WORK TO BE COMPLETED: Could you write out the data below again, replacing each "Annotation task" with "Labeling task" and leaving everything else unchanged?

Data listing
+++

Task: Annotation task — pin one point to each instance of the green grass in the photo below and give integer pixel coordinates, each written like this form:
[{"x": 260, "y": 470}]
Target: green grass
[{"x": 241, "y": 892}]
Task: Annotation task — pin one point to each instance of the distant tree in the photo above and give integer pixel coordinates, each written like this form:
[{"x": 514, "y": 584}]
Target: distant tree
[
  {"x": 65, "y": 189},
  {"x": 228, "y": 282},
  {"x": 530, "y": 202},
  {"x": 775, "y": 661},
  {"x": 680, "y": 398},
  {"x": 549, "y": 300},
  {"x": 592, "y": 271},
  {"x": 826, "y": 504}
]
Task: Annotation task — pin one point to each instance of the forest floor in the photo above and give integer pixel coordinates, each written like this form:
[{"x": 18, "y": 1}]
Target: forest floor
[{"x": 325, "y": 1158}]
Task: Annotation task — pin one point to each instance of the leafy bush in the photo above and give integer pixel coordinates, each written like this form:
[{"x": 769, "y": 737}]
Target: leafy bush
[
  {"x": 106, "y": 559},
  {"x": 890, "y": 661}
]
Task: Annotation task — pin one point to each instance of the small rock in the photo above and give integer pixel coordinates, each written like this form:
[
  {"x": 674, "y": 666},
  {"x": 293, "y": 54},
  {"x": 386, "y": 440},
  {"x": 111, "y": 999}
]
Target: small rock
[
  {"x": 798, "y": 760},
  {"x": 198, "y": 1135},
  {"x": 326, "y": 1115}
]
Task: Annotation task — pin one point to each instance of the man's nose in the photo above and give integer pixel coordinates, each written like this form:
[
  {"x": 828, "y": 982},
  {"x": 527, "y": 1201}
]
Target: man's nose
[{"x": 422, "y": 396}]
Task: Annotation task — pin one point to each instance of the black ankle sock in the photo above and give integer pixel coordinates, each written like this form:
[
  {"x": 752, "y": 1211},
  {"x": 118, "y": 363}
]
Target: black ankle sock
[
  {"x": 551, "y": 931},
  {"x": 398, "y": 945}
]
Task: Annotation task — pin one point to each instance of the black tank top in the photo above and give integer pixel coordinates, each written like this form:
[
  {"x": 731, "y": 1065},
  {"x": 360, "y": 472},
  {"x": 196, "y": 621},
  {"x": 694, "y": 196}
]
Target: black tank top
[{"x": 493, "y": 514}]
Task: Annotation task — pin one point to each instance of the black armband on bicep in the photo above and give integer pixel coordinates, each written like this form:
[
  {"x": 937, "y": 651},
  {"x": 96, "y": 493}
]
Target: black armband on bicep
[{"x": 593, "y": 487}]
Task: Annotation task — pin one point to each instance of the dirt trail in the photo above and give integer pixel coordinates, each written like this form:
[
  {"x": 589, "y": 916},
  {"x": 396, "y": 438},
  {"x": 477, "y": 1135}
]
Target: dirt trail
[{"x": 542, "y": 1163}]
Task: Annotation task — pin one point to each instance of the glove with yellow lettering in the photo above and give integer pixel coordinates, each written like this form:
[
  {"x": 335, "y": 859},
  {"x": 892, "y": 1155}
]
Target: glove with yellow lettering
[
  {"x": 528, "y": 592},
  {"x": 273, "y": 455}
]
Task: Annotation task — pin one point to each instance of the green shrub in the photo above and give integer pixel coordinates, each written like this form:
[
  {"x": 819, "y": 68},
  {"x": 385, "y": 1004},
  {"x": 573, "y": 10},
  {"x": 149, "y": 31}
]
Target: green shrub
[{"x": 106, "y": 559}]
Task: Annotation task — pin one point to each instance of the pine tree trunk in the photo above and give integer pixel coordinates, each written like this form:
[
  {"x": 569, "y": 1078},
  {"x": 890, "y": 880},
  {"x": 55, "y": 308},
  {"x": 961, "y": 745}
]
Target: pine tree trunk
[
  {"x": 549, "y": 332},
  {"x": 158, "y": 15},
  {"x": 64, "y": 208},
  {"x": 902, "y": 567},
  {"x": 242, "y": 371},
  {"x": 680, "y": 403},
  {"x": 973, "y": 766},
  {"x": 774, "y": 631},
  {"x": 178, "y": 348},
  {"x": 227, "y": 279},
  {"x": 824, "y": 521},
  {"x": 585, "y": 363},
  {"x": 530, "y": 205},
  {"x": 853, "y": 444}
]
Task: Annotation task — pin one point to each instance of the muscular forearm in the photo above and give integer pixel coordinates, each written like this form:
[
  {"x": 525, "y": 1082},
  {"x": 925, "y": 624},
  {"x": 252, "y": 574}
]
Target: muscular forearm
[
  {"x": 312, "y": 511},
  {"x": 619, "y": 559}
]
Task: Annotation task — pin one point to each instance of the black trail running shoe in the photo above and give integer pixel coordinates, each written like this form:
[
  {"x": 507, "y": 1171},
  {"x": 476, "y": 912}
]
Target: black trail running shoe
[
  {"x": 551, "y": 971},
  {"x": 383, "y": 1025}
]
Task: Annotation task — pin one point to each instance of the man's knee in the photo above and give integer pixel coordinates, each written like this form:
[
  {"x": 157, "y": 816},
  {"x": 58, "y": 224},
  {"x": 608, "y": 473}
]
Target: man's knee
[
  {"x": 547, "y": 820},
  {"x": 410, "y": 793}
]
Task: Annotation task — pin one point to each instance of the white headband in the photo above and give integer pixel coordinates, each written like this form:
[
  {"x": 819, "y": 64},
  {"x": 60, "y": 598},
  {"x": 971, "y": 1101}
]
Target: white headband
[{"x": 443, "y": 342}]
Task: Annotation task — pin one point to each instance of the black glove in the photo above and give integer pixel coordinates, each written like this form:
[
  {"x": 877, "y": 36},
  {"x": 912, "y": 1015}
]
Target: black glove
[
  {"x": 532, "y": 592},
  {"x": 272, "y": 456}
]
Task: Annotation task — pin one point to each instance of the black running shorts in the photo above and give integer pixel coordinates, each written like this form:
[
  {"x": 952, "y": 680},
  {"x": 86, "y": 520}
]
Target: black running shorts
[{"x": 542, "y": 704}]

+++

CORRECT ANSWER:
Task: Labeling task — pin one point to each instance of the green grass in the photo below and give integer pixel coordinates, each written like this form:
[{"x": 260, "y": 470}]
Target: green grass
[{"x": 241, "y": 892}]
Task: Labeling task — pin one point to each instance of the distant tree in the photo above and give integer pixel coordinates, each written like this form:
[{"x": 514, "y": 584}]
Target: distant tree
[
  {"x": 65, "y": 189},
  {"x": 228, "y": 282},
  {"x": 530, "y": 202},
  {"x": 775, "y": 661},
  {"x": 680, "y": 398},
  {"x": 549, "y": 300},
  {"x": 592, "y": 271},
  {"x": 826, "y": 504}
]
Task: Labeling task — pin one point to each instance of the forest floor in the photo above and give integer pixel coordinates, each written like this form:
[{"x": 18, "y": 1}]
Target: forest floor
[{"x": 325, "y": 1158}]
Task: Labeling task — pin one point to each instance of the leafy bush in the photo above and give integer pixel coordinates, each written like this form:
[{"x": 769, "y": 737}]
Target: leafy bush
[
  {"x": 106, "y": 559},
  {"x": 890, "y": 661}
]
Task: Labeling task — pin one point to each instance of the small rock in the photo above and give integer pixel coordinates, each written like this form:
[
  {"x": 674, "y": 666},
  {"x": 293, "y": 54},
  {"x": 386, "y": 440},
  {"x": 111, "y": 999}
]
Target: small rock
[
  {"x": 798, "y": 760},
  {"x": 198, "y": 1135},
  {"x": 326, "y": 1115}
]
Task: Labeling task — pin one point to each instance of the man's nose in the photo above and give integer pixel coordinates, each written like this form:
[
  {"x": 828, "y": 982},
  {"x": 527, "y": 1201}
]
Target: man's nose
[{"x": 422, "y": 396}]
Task: Labeling task — pin one point to each instance of the black ankle sock in the photo above and give integer pixel coordinates, each written like this form:
[
  {"x": 752, "y": 1211},
  {"x": 118, "y": 363}
]
Target: black ankle sock
[
  {"x": 551, "y": 931},
  {"x": 398, "y": 945}
]
Task: Labeling task — pin one point to each instance of the black tank top in the photo above and give integer pixel coordinates, each written like this form:
[
  {"x": 731, "y": 1065},
  {"x": 360, "y": 472},
  {"x": 196, "y": 621},
  {"x": 694, "y": 196}
]
Target: black tank top
[{"x": 493, "y": 514}]
Task: Labeling task — pin one point to each instance of the black armband on bicep in the photo above and give integer pixel coordinates, each written like this form:
[
  {"x": 937, "y": 651},
  {"x": 96, "y": 493}
]
Target: black armband on bicep
[{"x": 593, "y": 487}]
Task: Labeling task — pin one point to each instance of the dirt trail in the photo above and give integer pixel coordinates, each written like this form:
[
  {"x": 589, "y": 916},
  {"x": 396, "y": 438},
  {"x": 477, "y": 1135}
]
Target: dirt trail
[{"x": 542, "y": 1163}]
Task: Labeling task — pin one point to each instance of the glove with yellow lettering in the photo above and give integer pixel coordinates, each written like this form:
[
  {"x": 335, "y": 859},
  {"x": 892, "y": 1155}
]
Target: glove with yellow lettering
[
  {"x": 528, "y": 592},
  {"x": 273, "y": 455}
]
Task: Labeling task — pin one point to each instance of the green shrub in the photo above and give integer pixel coordinates, each written like this form:
[
  {"x": 819, "y": 68},
  {"x": 385, "y": 1004},
  {"x": 573, "y": 10},
  {"x": 149, "y": 31}
]
Target: green shrub
[{"x": 106, "y": 559}]
Task: Labeling task — pin one point to each instance of the pine tree trunk in the photo above and give integer pixel coordinates, each written like this form:
[
  {"x": 569, "y": 1078},
  {"x": 890, "y": 880},
  {"x": 55, "y": 308},
  {"x": 961, "y": 745}
]
Target: pine tree trunk
[
  {"x": 549, "y": 332},
  {"x": 158, "y": 15},
  {"x": 64, "y": 208},
  {"x": 902, "y": 567},
  {"x": 242, "y": 371},
  {"x": 680, "y": 403},
  {"x": 973, "y": 766},
  {"x": 774, "y": 631},
  {"x": 178, "y": 348},
  {"x": 227, "y": 279},
  {"x": 824, "y": 521},
  {"x": 585, "y": 363},
  {"x": 530, "y": 205},
  {"x": 853, "y": 444}
]
Task: Labeling task — pin one point to each instance of the muscular forearm in the photo above and give integer pixel coordinates, each written like this form:
[
  {"x": 525, "y": 1082},
  {"x": 925, "y": 624},
  {"x": 252, "y": 574}
]
Target: muscular forearm
[
  {"x": 312, "y": 511},
  {"x": 619, "y": 559}
]
Task: Labeling task — pin one point to each instance of the black trail running shoe in the photo above and give integer pixel coordinates, each written like this form:
[
  {"x": 507, "y": 1171},
  {"x": 476, "y": 912}
]
Target: black trail running shoe
[
  {"x": 551, "y": 971},
  {"x": 383, "y": 1025}
]
Task: Labeling task — pin one point to each instance of the man's knee in the photo above and give integer pixel coordinates, each written like this form:
[
  {"x": 157, "y": 816},
  {"x": 58, "y": 224},
  {"x": 608, "y": 473}
]
Target: man's knee
[
  {"x": 547, "y": 820},
  {"x": 410, "y": 793}
]
Task: Labeling task — pin one point to each instance of the white headband in the photo above and give integer pixel coordinates, each written like this form:
[
  {"x": 819, "y": 64},
  {"x": 60, "y": 598},
  {"x": 971, "y": 1101}
]
Target: white headband
[{"x": 443, "y": 342}]
Task: Labeling task — pin one point to each instance of the black glove in the photo above and give integer pixel coordinates, each written like this form:
[
  {"x": 877, "y": 36},
  {"x": 912, "y": 1015}
]
Target: black glove
[
  {"x": 532, "y": 592},
  {"x": 272, "y": 456}
]
Task: Labeling task — pin one point to each instance of the black running shorts in the photo above and give integer pixel coordinates, each written like this form:
[
  {"x": 952, "y": 680},
  {"x": 86, "y": 520}
]
Target: black running shorts
[{"x": 542, "y": 704}]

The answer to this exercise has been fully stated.